Aim
Copy the data below, switching each "integer pixel coordinates" to "whole-number pixel coordinates" and leaving everything else unchanged.

Provided data
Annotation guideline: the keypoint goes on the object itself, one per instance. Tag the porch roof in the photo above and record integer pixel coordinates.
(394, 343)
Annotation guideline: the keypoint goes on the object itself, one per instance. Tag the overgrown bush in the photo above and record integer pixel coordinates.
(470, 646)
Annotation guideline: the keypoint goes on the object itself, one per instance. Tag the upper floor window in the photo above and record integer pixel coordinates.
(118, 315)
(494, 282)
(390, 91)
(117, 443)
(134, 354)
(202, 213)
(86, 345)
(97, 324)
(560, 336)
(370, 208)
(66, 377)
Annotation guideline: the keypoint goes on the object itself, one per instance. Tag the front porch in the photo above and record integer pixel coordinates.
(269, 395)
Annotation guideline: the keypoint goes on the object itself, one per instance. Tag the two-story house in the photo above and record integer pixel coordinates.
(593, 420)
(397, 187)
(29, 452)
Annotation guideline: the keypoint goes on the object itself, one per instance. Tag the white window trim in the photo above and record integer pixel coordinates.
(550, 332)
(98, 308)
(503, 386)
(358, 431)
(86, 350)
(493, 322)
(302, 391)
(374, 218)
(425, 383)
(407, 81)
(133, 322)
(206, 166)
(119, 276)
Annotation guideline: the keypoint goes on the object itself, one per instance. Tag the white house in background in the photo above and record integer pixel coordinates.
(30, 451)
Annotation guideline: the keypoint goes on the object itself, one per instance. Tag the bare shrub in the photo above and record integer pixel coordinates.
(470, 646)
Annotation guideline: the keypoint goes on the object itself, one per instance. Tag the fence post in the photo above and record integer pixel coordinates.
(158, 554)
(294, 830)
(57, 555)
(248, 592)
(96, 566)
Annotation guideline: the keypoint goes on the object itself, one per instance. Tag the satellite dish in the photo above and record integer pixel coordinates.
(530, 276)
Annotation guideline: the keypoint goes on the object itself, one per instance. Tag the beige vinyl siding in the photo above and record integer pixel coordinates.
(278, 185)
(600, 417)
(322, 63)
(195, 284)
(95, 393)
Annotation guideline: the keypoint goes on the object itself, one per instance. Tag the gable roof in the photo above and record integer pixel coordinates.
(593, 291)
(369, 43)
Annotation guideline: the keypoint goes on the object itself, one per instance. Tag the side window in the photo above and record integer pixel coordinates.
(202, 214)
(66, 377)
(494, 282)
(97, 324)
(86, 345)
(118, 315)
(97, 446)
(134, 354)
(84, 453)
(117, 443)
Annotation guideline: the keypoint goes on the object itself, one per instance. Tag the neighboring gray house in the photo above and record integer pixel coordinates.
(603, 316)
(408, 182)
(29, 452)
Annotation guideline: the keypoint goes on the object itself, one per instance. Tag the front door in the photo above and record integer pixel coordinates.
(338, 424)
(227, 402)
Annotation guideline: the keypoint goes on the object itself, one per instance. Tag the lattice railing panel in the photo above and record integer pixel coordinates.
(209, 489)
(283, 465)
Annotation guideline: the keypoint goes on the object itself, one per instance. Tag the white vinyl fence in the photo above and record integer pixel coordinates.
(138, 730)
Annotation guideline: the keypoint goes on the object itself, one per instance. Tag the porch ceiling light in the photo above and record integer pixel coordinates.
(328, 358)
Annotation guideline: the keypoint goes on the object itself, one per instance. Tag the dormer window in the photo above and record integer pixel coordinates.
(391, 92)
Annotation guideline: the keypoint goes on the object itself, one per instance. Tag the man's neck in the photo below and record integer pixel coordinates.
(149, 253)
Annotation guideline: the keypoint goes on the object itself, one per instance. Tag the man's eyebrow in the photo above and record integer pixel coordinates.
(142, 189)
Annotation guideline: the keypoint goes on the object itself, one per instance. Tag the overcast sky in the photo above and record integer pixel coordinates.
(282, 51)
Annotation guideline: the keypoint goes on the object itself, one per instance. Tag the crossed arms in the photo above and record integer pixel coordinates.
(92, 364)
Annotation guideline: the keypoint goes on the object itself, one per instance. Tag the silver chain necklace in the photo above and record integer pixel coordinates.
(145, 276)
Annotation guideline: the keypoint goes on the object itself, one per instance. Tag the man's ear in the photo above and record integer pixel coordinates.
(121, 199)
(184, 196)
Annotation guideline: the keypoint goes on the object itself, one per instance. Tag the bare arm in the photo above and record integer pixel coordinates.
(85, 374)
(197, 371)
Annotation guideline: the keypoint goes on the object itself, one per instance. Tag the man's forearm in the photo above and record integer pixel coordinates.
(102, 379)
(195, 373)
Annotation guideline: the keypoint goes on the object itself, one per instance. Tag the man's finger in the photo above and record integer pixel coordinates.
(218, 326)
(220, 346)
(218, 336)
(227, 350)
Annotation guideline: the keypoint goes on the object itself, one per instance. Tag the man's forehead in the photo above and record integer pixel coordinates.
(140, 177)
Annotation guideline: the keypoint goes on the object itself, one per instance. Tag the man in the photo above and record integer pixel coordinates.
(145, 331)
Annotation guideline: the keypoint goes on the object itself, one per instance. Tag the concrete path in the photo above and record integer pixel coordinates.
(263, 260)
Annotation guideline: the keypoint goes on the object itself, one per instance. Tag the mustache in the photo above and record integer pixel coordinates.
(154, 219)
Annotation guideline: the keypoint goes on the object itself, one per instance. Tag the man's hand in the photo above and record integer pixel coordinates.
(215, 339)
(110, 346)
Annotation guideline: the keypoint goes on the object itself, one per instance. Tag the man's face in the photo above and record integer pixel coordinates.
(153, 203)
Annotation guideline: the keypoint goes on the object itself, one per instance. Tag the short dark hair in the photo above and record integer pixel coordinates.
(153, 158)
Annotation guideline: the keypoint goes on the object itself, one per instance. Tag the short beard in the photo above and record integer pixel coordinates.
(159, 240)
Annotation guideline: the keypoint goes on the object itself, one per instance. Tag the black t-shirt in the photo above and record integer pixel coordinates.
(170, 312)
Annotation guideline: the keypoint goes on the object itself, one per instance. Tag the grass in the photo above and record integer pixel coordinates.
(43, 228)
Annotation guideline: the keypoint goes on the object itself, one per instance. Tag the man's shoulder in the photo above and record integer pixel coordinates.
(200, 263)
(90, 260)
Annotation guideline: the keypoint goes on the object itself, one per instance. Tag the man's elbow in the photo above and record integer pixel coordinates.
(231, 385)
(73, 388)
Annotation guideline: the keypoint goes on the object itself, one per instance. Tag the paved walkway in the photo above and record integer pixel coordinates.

Response to the exercise
Annotation guideline: the keypoint goes on the object itself, one per instance. Tag the porch roof in the photo above and record whole-number pixel coordinates.
(394, 343)
Annotation guideline: the keypoint goes on the object itself, one per instance. Tag the overgrown bush in the photo above and record whole-number pixel coordinates.
(470, 646)
Annotation guideline: the keypoint goes on the object itself, one per instance. Tag the upper floor window in the photo above and record whole-number pixel coordinates.
(118, 315)
(494, 282)
(390, 91)
(117, 443)
(134, 354)
(202, 213)
(86, 345)
(97, 324)
(560, 336)
(370, 208)
(66, 377)
Annotation guideline: the keypoint goes on the object itself, one per instance. Tag the front porch in the photo above and record whole-number pixel coordinates.
(269, 395)
Annotation guideline: the keypoint goes on the object itself, one per instance. Tag the two-story house in the photo above and record whole-number pixel coordinates.
(593, 420)
(397, 187)
(29, 452)
Annotation guideline: the keypoint goes on the object itself, one per instance. Tag the white window trim in the photo above and record whole-number pixel coordinates.
(550, 332)
(98, 308)
(503, 386)
(358, 431)
(86, 350)
(493, 322)
(302, 391)
(374, 218)
(425, 383)
(407, 81)
(133, 322)
(206, 166)
(119, 276)
Annotation guideline: the keypoint goes on the object itself, one per instance. Tag the white house in background in the photo above and record whole-number pixel coordinates.
(30, 451)
Annotation guideline: the keypoint goes on the object itself, one per instance. Tag the bare shrub in the photo above and record whole-number pixel coordinates.
(470, 646)
Annotation guideline: the keypoint goes on the object itself, one per instance. Tag the fence post in the photo above and record whole-number pixel coordinates.
(158, 554)
(294, 830)
(57, 555)
(248, 592)
(96, 566)
Annotation guideline: the keypoint goes on the object itself, one per instance. Tag the satellite dish in the photo above and record whole-number pixel coordinates.
(530, 276)
Annotation guideline: the keypoint goes on the object itself, one per instance. Tag the beige vinyl siding in the photo above and record whole-number pixel coordinates.
(278, 185)
(600, 417)
(322, 63)
(195, 284)
(95, 393)
Annotation guideline: the keypoint goes on the object itself, one per instance. Tag the gable roof in the photo above and record whole-number pixel coordinates.
(593, 291)
(369, 43)
Annotation guideline: the keypoint goes on the object itself, one per instance. Tag the side window in the photo above and record whole-number pixel coordinates.
(202, 214)
(66, 377)
(494, 282)
(97, 324)
(86, 345)
(118, 315)
(97, 446)
(134, 354)
(84, 453)
(117, 443)
Annotation guideline: the keypoint goes on the object itself, one per instance. Tag the neighboring gray house in the photo above and record whole-number pixel coordinates.
(603, 316)
(408, 182)
(29, 452)
Annotation guideline: the keypoint goes on the object itself, one per instance. Tag the front door in the photo above and record whole-number pixel coordinates.
(338, 424)
(227, 402)
Annotation guideline: the keypoint goes on the object itself, one per instance. Tag the lattice railing panel in the photo above and record whole-number pixel coordinates.
(209, 489)
(283, 465)
Annotation guideline: the keypoint goes on the object itself, one per instance. Tag the white vinyl fence in the photo above and record whole-number pixel coordinates.
(138, 730)
Annotation guideline: the keypoint goes on the object itself, one per instance. Tag the porch ceiling light in the photo above and record whole-number pixel coordinates.
(328, 358)
Annotation guideline: the keypoint goes on the object itself, one per instance. Tag the dormer window in the photo above and record whole-number pixel coordinates.
(391, 92)
Annotation guideline: the keypoint goes on the object itself, one per instance. Tag the man's neck in the photo below and record whole-number pixel coordinates.
(149, 253)
Annotation guideline: the keypoint goes on the object itself, one per instance. Tag the man's eyebrow in the photo above and record whole-number pixel coordinates.
(142, 189)
Annotation guideline: the keypoint goes on the object itself, one per instance. Tag the overcast sky in the photo above and record whole-number pixel coordinates.
(282, 51)
Annotation guideline: the keypoint goes on the object itself, one per instance. Tag the crossed arms in the photo above and record whole-number pixel coordinates.
(92, 364)
Annotation guideline: the keypoint goes on the object itself, one per instance. Tag the silver chain necklace in the photo above and record whole-number pixel coordinates.
(145, 276)
Annotation guideline: the keypoint goes on the object itself, one per instance. Tag the man's ear in the photo above and record whole-number pixel coordinates.
(121, 199)
(184, 196)
Annotation guideline: the keypoint goes on the object itself, one per instance. Tag the bare arm in the photo above and record whole-number pixel coordinates.
(85, 374)
(197, 371)
Annotation guideline: the keypoint goes on the object itself, one per instance. Tag the man's forearm in the photo above and record whole-number pixel coordinates.
(102, 379)
(195, 373)
Annotation guideline: the keypoint goes on the object itself, one per instance. Tag the man's finger in the photo above and record whole-number pixel coordinates.
(218, 326)
(220, 346)
(218, 336)
(227, 350)
Annotation guideline: the keypoint goes on the object itself, one per instance. Tag the man's forehead in the photo above and record whole-number pixel coordinates.
(140, 177)
Annotation guideline: the keypoint goes on the object itself, one per instance. Tag the man in the photo above and record whole-number pixel coordinates.
(145, 331)
Annotation guideline: the keypoint goes on the object itself, one per instance. Tag the concrete path in the photo above and record whole-number pixel coordinates.
(263, 260)
Annotation guideline: the keypoint goes on the object itself, one per instance. Tag the mustache in the photo above and record whole-number pixel coordinates.
(154, 219)
Annotation guideline: the keypoint goes on the object itself, one per instance. Tag the man's hand in the photo above and record whole-number pixel coordinates.
(215, 339)
(110, 346)
Annotation guideline: the keypoint goes on the object itself, one per instance. Tag the man's face in the photo above and record whole-number pixel coordinates.
(153, 203)
Annotation guideline: the keypoint goes on the object itself, one per instance. Tag the short dark hair in the photo above and record whole-number pixel coordinates.
(153, 158)
Annotation guideline: the keypoint goes on the object itself, one per instance. Tag the short beard in the photo above and record whole-number pixel coordinates.
(159, 240)
Annotation guideline: the keypoint goes on the object itself, one per instance. Tag the black t-shirt in the photo above and record whole-number pixel coordinates.
(170, 312)
Annotation guideline: the keypoint goes on the object itself, one per instance. Tag the grass in the photo above and record whole-number pixel coordinates.
(43, 228)
Annotation guideline: the keypoint goes on the object itself, one per instance. Tag the man's shoulder in the photo above and record whole-number pixel coordinates.
(200, 263)
(90, 260)
Annotation guideline: the keypoint goes on the object itself, one per instance. Tag the man's elbow in the photo above and record whole-number pixel coordinates.
(231, 385)
(73, 388)
Annotation guideline: the keypoint goes on the object itself, one per instance. Tag the paved walkway in the photo above and record whole-number pixel coordinates.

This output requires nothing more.